» Aufgabenziel:
Setze den Quellenauszug über Polidoris „The Vampyre“ im Anschluss an seinen letzten Satz fort.

» Quellenauszug:
Polidoris „The Vampyre“ – Ein Blick in den ersten modernen Vampir-Roman

26. November 2022
Ausschnitt aus der Titelseite einer Ausgabe von

Wenn es um den Vampir in der Literaturgeschichte geht, wird immer wieder ein Werk erwähnt: John Polidoris „The Vampyre“. Da so einige Ausgaben davon im Internet herumschwirren, habe ich mich entschieden, die kurze Erzählung auch einmal zu lesen. Und darum geht es:

Aubrey, ein naiver junger Mann, macht die Bekanntschaft des charismatischen Lord Ruthven, der sich einen Spaß daraus macht, Menschen um sich herum die Werkzeuge in die Hand zu geben, um ihre Leben zu ruinieren. Unser Ich-Erzähler wird von Ruthven als Reisegefährte ausgewählt und befreit sich nur langsam aus dem Bann seines vermeintlichen Freundes. Briefe über dessen Verhalten anderswo und seine eigenen Beobachtungen bringen ihn dazu, ihn in Rom zu verlassen.

In Griechenland verliebt sich Aubrey in Ianthe, die ihm auch von Sagen über Vampire erzählt und tatsächlich an sie zu glauben scheint. Aubrey hingegen ist skeptisch – bis Ianthe getötet wird. Ausgerechnet dann taucht Ruthven wieder auf und der verzweifelte Aubrey erlaubt es ihm, ihn von neuem zu begleiten. Im Wald werden sie von Räubern angegriffen und Ruthven anscheinend tödlich verwundet. Im Sterben fordert er Aubrey auf, seine Leiche im Mondlicht zurückzulassen und ein Jahr und einen Tag Schweigen über seinen Tod zu bewahren.

Aubrey hält sein Versprechen – was er nicht hätte tun sollen. Denn als er nach London zurückkehrt, will seine Schwester einen mysteriösen Adligen heiraten – niemand anderes als Ruthven. Verzweifelt will er sie warnen, denn mittlerweile weiß er, was Ruthven ist und dass Menschen, die diesen lediglich für einen gefährlichen Verführer halten, die Gefahr unterschätzen. Aubreys Warnungen fallen auf taube Ohren oder kommen zu spät an. Ruthven und Aubreys Schwester reisen ab, Aubrey stirbt allein und verzweifelt.

Der Anfang von „The Vampyre“ entstand 1816 in einer Villa am Genfer See. Anlass war ein Wettbewerb, bei dem George Byron, Mary und Percy Shelley und John Polidori ihre Fähigkeiten im Schreiben von Schauergeschichten maßen. 1816 ist als „Das Jahr ohne Sommer“ in die Geschichte eingegangen – von einem Vulkanausbruch hochgeschleuderte Asche verdunkelte den Himmel und führte zu Missernten. Ein Resultat des Abends war ein noch ikonischeres Werk der Literatur: Mary Shelleys clever konstruierter, düsterer „Science Fiction“-Roman „Frankenstein“ – ein Buch, das nicht nur als ein Fenster in eine andere Zeit funktioniert, sondern auch sehr spannende Dinge mit der Erzählperspektive macht und zwei spannende Antihelden miteinander konfrontiert.

» Gezeigtes Material:
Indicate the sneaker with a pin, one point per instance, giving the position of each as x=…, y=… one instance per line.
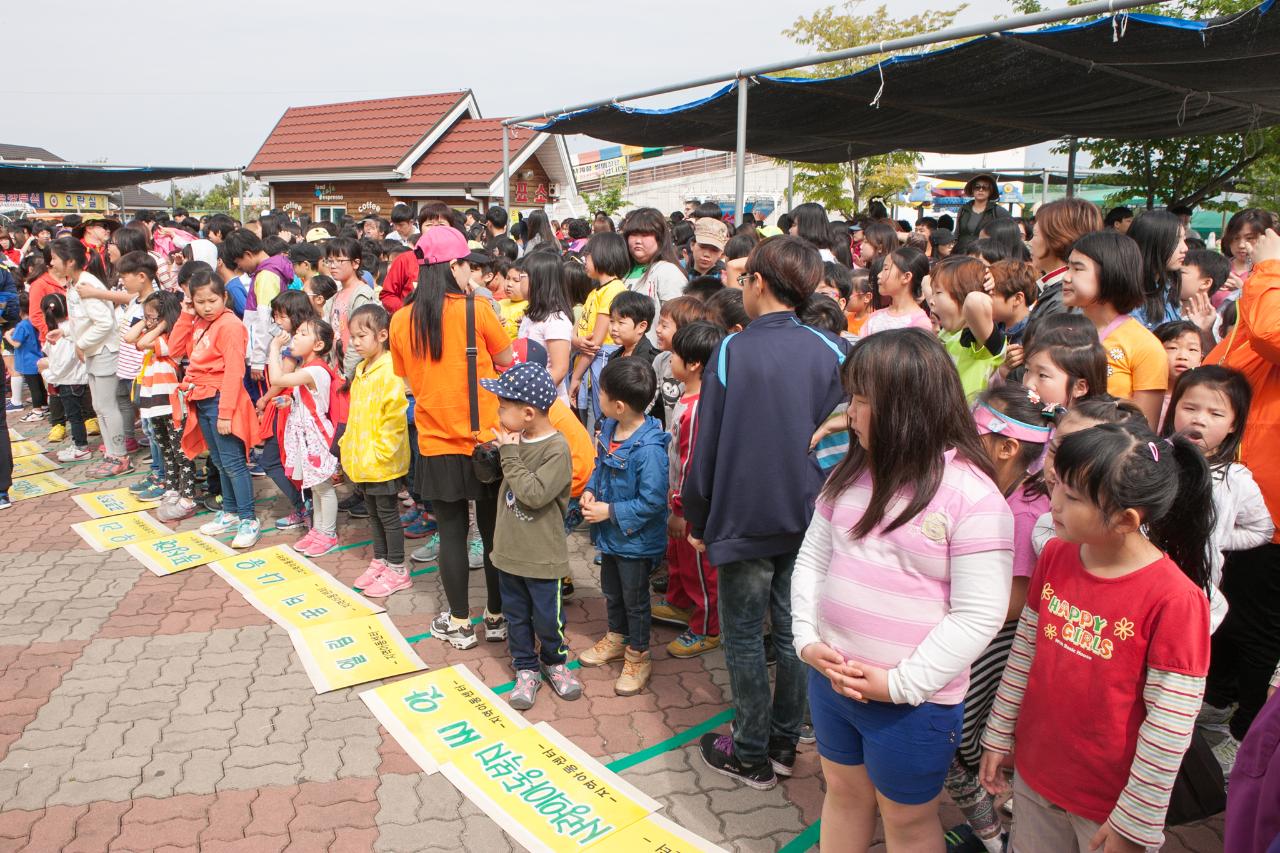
x=247, y=534
x=782, y=756
x=220, y=524
x=429, y=551
x=563, y=682
x=494, y=628
x=718, y=753
x=73, y=455
x=152, y=495
x=522, y=696
x=420, y=528
x=462, y=637
x=178, y=510
x=321, y=543
x=392, y=582
x=636, y=667
x=667, y=612
x=293, y=520
x=609, y=648
x=375, y=569
x=690, y=644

» Schriftliche Antwort:
Aber zurück zu Polidori und „The Vampyre“: Die Geschichte umfasst gerade einmal 40 Seiten und erschien zunächst fälschlicherweise Byron zugeordnet in einem Magazin (ich halte es für ziemlich wahrscheinlich, dass es kein Versehen war, dürfte doch Byrons Name das Interesse vieler Lesender geweckt haben) und war ein großer Erfolg. Es ist nicht das erste Werk, dass sich mit der Vampir-Thematik beschäftigt (z.B. war ihm da Goethe mit „Die Braut von Korinth“ oder Coleridge mit der unvollendeten Ballade „Christabel“ voraus, die beide verführerische, vampirhafte Frauen schildern), aber doch ein frühes und einflussreiches Werk zu dem Thema und – so weit ich weiß – der erste Prosa-Vampirroman.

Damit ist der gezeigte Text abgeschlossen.